(Recorded data)
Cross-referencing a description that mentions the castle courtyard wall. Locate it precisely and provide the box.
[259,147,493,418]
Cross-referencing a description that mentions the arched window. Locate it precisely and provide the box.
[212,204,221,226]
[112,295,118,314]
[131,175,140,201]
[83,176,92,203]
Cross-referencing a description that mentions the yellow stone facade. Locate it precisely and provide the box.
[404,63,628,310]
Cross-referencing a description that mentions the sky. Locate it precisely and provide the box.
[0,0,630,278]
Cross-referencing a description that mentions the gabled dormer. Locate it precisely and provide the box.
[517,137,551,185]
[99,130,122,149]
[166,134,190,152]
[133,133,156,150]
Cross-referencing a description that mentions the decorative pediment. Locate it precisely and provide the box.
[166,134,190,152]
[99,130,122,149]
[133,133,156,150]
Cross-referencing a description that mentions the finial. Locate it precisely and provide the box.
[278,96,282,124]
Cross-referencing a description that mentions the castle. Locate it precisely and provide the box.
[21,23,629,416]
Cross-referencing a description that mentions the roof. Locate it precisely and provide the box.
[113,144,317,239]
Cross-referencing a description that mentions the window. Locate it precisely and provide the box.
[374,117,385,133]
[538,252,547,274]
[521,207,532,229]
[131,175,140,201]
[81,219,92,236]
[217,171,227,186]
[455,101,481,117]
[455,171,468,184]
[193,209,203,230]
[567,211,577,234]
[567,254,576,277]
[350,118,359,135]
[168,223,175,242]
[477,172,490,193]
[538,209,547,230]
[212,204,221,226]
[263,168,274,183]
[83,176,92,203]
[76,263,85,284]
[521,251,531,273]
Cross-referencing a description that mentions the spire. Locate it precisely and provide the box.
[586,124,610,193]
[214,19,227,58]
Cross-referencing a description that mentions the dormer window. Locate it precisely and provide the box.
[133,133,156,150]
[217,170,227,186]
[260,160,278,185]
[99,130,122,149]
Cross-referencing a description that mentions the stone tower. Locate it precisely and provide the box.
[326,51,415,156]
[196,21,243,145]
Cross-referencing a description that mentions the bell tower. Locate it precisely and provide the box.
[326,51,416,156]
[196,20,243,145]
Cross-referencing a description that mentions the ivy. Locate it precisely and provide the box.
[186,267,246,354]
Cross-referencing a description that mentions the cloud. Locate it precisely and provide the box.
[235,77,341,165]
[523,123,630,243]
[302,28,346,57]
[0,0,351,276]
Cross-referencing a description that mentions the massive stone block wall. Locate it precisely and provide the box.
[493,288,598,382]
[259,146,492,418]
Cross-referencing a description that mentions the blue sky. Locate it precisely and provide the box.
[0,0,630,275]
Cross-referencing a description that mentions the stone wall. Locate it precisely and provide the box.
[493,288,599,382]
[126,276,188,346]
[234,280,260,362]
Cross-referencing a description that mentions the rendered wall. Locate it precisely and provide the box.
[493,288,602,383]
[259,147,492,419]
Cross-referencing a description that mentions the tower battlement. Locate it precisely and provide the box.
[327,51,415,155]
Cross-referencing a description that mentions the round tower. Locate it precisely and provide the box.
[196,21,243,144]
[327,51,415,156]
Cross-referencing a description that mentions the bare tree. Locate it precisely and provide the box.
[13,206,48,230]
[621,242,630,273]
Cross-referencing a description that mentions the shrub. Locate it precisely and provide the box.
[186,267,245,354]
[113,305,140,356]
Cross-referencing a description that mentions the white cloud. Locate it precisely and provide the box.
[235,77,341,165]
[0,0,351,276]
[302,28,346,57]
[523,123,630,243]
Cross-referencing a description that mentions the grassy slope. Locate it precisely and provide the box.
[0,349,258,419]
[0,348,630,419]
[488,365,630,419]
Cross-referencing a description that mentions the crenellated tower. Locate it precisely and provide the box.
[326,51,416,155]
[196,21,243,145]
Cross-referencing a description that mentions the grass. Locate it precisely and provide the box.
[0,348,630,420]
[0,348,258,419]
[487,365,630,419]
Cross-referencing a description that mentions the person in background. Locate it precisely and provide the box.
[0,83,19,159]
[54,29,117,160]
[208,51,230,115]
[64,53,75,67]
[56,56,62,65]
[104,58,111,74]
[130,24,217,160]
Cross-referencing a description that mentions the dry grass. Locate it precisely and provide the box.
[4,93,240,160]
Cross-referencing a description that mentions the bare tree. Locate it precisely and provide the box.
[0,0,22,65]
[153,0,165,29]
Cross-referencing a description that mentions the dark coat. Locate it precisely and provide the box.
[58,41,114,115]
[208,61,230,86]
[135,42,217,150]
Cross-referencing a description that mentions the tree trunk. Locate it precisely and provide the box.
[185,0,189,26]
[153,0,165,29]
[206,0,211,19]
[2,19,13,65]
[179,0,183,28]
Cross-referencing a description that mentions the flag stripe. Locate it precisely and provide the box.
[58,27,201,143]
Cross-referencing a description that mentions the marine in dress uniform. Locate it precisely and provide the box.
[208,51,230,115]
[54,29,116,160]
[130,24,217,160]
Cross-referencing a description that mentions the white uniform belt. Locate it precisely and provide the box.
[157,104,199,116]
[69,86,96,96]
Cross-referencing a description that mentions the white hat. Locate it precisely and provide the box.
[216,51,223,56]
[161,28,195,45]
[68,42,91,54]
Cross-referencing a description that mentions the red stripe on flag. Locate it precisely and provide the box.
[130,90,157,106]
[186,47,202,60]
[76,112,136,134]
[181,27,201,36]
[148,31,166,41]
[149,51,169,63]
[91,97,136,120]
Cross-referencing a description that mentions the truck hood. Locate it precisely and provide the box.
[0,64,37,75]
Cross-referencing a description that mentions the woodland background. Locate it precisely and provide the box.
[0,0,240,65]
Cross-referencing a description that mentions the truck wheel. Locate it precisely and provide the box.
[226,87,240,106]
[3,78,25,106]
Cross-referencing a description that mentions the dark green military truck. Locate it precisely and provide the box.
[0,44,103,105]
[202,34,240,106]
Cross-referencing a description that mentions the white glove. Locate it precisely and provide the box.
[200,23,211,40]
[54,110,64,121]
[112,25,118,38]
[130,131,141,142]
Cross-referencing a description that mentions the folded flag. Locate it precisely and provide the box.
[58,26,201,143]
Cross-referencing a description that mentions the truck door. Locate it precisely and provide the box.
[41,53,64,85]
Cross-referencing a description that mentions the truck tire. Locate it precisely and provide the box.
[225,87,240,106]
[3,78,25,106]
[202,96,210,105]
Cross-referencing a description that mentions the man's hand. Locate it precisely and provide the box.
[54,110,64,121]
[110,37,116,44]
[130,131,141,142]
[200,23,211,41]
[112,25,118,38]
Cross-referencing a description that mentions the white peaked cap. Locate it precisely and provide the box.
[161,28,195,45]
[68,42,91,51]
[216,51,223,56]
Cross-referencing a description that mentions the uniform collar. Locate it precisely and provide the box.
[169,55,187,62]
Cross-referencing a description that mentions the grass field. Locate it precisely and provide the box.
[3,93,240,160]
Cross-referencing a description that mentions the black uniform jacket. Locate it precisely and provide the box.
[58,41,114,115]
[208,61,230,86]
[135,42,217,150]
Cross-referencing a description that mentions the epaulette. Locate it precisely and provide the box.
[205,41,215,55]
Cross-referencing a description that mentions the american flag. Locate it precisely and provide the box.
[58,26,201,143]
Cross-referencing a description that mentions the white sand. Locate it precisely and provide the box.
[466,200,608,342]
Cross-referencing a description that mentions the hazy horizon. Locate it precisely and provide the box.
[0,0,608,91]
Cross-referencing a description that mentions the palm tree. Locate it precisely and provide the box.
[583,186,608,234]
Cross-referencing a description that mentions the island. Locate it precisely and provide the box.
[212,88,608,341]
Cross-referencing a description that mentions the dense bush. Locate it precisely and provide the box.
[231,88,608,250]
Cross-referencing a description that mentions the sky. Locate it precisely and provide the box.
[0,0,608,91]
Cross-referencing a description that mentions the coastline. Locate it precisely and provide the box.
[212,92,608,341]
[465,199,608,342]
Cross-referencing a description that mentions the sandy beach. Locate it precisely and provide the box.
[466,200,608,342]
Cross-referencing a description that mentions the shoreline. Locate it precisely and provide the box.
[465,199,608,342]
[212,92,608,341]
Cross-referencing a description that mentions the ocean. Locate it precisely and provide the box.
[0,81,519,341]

**WHAT YOU NEED TO DO:**
From the items above, pull out each line containing the string "wall". Matches must agree in case.

**SOLUTION BELOW:**
Cross-referencing a description that mentions the castle courtyard wall. Locate it precisely and provide the box.
Cross-referencing a description that mentions the massive stone block wall. Locate it precisely and provide the box.
Cross-referencing a description that mentions the stone wall. Locate it precisely and provide the box.
Cross-referencing a description that mentions the rendered wall. Locate it precisely and provide the box.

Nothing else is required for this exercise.